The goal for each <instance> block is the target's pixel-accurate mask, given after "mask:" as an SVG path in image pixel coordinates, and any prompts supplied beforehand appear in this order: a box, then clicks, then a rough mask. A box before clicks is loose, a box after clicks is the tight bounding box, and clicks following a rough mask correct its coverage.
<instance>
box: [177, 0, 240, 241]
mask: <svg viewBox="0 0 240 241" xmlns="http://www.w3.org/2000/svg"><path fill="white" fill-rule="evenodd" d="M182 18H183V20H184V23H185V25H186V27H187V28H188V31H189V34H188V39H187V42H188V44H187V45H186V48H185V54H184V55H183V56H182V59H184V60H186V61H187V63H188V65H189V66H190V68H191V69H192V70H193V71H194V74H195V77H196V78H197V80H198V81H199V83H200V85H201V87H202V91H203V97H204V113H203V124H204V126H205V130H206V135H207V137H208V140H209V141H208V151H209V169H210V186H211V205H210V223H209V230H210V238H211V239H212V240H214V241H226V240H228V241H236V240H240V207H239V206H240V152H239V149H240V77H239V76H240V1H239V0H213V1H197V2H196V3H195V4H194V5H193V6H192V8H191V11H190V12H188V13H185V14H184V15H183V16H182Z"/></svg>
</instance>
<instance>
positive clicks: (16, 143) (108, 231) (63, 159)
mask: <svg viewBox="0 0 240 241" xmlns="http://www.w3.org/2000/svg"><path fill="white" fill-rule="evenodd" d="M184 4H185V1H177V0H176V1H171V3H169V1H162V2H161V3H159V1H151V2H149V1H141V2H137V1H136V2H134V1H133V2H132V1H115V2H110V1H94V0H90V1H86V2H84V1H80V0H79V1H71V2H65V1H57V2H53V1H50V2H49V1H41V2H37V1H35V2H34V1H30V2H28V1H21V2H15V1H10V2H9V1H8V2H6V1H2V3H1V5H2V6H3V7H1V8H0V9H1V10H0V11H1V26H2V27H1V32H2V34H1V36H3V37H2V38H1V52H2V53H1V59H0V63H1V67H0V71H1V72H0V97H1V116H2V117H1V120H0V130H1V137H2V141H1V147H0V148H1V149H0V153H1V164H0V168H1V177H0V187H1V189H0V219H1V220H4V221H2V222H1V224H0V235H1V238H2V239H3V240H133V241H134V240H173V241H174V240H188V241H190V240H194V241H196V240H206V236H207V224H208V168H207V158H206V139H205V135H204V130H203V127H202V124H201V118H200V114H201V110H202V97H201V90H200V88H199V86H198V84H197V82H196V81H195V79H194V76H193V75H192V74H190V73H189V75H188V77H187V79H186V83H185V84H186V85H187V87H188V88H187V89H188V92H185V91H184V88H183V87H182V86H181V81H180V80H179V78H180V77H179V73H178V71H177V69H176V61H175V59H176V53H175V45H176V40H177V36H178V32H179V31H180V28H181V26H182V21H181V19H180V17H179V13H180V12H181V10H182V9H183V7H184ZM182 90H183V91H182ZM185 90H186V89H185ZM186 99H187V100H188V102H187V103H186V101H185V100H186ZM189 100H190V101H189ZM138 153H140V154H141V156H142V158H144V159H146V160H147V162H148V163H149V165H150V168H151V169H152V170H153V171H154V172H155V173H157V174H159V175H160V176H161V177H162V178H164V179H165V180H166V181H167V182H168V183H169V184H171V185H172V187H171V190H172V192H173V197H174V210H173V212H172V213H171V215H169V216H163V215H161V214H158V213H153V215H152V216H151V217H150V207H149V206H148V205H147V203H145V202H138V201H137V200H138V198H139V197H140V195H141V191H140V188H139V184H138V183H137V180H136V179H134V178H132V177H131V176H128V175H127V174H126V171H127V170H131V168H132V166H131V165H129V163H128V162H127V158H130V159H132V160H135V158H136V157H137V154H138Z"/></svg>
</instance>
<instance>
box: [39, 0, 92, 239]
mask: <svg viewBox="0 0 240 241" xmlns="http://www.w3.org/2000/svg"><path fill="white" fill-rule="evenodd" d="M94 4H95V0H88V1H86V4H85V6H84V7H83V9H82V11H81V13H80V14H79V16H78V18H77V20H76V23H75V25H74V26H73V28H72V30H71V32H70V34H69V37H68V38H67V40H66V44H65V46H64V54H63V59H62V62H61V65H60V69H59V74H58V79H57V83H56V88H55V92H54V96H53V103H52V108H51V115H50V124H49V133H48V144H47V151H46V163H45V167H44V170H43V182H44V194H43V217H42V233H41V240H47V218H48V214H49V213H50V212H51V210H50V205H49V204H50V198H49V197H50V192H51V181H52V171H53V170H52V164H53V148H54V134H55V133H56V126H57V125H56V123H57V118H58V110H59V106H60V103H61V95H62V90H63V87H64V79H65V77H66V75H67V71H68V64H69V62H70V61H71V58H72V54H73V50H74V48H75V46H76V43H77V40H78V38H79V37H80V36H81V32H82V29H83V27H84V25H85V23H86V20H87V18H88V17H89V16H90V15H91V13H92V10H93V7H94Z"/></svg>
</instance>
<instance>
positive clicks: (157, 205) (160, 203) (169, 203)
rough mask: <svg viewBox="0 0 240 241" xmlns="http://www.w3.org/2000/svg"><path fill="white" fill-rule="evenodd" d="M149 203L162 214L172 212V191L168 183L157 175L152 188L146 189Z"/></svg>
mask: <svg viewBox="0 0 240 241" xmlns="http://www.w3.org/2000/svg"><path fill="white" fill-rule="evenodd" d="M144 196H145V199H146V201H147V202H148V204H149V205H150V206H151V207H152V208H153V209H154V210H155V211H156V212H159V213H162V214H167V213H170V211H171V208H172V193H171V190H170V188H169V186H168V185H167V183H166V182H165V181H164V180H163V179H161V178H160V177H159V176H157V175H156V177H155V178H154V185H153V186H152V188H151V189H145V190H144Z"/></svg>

--

#### Aim of the task
Go through the records above and copy each line exactly.

#### Exercise response
The goal for each <instance> block is the target's pixel-accurate mask, given after "mask:" as an SVG path in image pixel coordinates, and any prompts supplied beforehand appear in this order: a box, then clicks, then a rough mask. A box before clicks is loose, a box after clicks is the tight bounding box, and clicks following a rough mask correct its coverage.
<instance>
box: [177, 0, 240, 241]
mask: <svg viewBox="0 0 240 241" xmlns="http://www.w3.org/2000/svg"><path fill="white" fill-rule="evenodd" d="M182 18H183V20H184V23H185V25H186V27H187V28H188V31H189V34H188V39H187V42H188V44H187V45H186V48H185V54H184V55H183V56H182V59H184V60H186V61H187V63H188V65H189V66H190V68H191V69H192V70H193V71H194V74H195V77H196V78H197V80H198V81H199V83H200V85H201V87H202V91H203V97H204V113H203V124H204V126H205V130H206V135H207V137H208V140H209V141H208V151H209V169H210V186H211V205H210V223H209V230H210V238H211V239H212V240H214V241H226V240H228V241H236V240H240V207H239V206H240V152H239V149H240V77H239V76H240V1H239V0H213V1H197V2H196V3H195V4H194V5H193V6H192V8H191V11H190V12H188V13H185V14H184V15H183V16H182Z"/></svg>
</instance>
<instance>
positive clicks: (16, 143) (108, 231) (63, 159)
mask: <svg viewBox="0 0 240 241" xmlns="http://www.w3.org/2000/svg"><path fill="white" fill-rule="evenodd" d="M184 4H185V1H177V0H176V1H171V3H169V1H162V2H161V3H159V1H151V2H149V1H141V2H137V1H136V2H134V1H133V2H132V1H115V2H110V1H94V0H90V1H86V2H84V1H80V0H79V1H71V2H65V1H57V2H53V1H50V2H49V1H41V2H37V1H35V2H34V1H30V2H28V1H21V2H15V1H10V2H9V1H8V2H6V1H2V3H1V5H2V6H3V7H1V8H0V9H1V10H0V11H1V26H2V27H1V32H2V34H1V36H3V37H2V38H1V52H2V53H1V59H0V63H1V67H0V71H1V72H0V97H1V116H2V117H1V120H0V130H1V137H2V141H1V147H0V148H1V149H0V153H1V164H0V168H1V177H0V187H1V189H0V219H1V220H4V221H2V222H1V224H0V235H1V238H2V239H3V240H133V241H134V240H173V241H174V240H188V241H190V240H194V241H196V240H206V236H207V224H208V168H207V158H206V139H205V135H204V130H203V127H202V124H201V118H200V114H201V110H202V97H201V90H200V88H199V86H198V84H197V82H196V81H195V79H194V76H193V75H192V74H190V73H189V75H188V77H187V79H186V83H185V84H186V85H187V87H188V88H187V89H188V92H185V91H184V88H183V87H182V86H181V81H180V80H179V78H180V77H179V73H178V71H177V69H176V61H175V59H176V53H175V45H176V40H177V36H178V32H179V31H180V28H181V26H182V21H181V19H180V17H179V13H180V12H181V10H182V9H183V7H184ZM182 90H183V91H182ZM185 90H186V89H185ZM186 99H187V100H188V102H187V103H186V101H185V100H186ZM189 100H190V101H189ZM138 153H140V154H141V156H142V158H144V159H146V160H147V162H148V163H149V165H150V168H151V169H152V170H153V171H154V172H155V173H157V174H159V175H160V176H161V177H162V178H164V179H165V180H166V181H167V182H168V183H169V184H171V185H172V187H171V190H172V192H173V197H174V210H173V212H172V213H171V215H169V216H163V215H161V214H158V213H153V215H152V216H151V217H150V207H149V206H148V205H147V203H145V202H138V201H137V200H138V198H139V197H140V195H141V191H140V188H139V184H138V183H137V180H136V179H134V178H132V177H131V176H128V175H127V174H126V171H127V170H131V168H132V166H131V165H129V163H128V162H127V158H130V159H132V160H135V158H136V157H137V154H138Z"/></svg>
</instance>
<instance>
box: [39, 0, 92, 239]
mask: <svg viewBox="0 0 240 241" xmlns="http://www.w3.org/2000/svg"><path fill="white" fill-rule="evenodd" d="M94 4H95V0H88V1H86V4H85V6H84V7H83V9H82V11H81V13H80V14H79V16H78V18H77V20H76V23H75V25H74V26H73V28H72V30H71V32H70V34H69V37H68V38H67V40H66V44H65V46H64V54H63V59H62V62H61V65H60V69H59V74H58V79H57V83H56V88H55V92H54V96H53V103H52V108H51V115H50V124H49V133H48V144H47V151H46V163H45V167H44V170H43V182H44V194H43V217H42V233H41V240H47V218H48V214H49V213H50V212H51V210H50V205H49V204H50V198H49V197H50V192H51V181H52V171H53V170H52V164H53V148H54V134H55V133H56V126H57V125H56V123H57V118H58V110H59V106H60V103H61V95H62V90H63V87H64V79H65V77H66V75H67V71H68V64H69V62H70V61H71V58H72V54H73V50H74V48H75V46H76V43H77V40H78V38H79V37H80V36H81V32H82V29H83V27H84V25H85V23H86V20H87V18H88V17H89V16H90V15H91V13H92V10H93V7H94Z"/></svg>
</instance>
<instance>
positive clicks: (157, 205) (160, 203) (169, 203)
rough mask: <svg viewBox="0 0 240 241" xmlns="http://www.w3.org/2000/svg"><path fill="white" fill-rule="evenodd" d="M149 203L162 214L172 212V191L168 183L157 175L152 188L146 189Z"/></svg>
mask: <svg viewBox="0 0 240 241" xmlns="http://www.w3.org/2000/svg"><path fill="white" fill-rule="evenodd" d="M144 196H145V199H146V201H147V202H148V204H149V205H150V206H151V207H152V208H153V209H154V210H155V211H156V212H159V213H162V214H167V213H170V211H171V208H172V193H171V190H170V188H169V186H168V185H167V183H166V182H165V181H164V180H163V179H161V178H160V177H159V176H157V175H156V177H155V178H154V185H153V186H152V188H151V189H145V190H144Z"/></svg>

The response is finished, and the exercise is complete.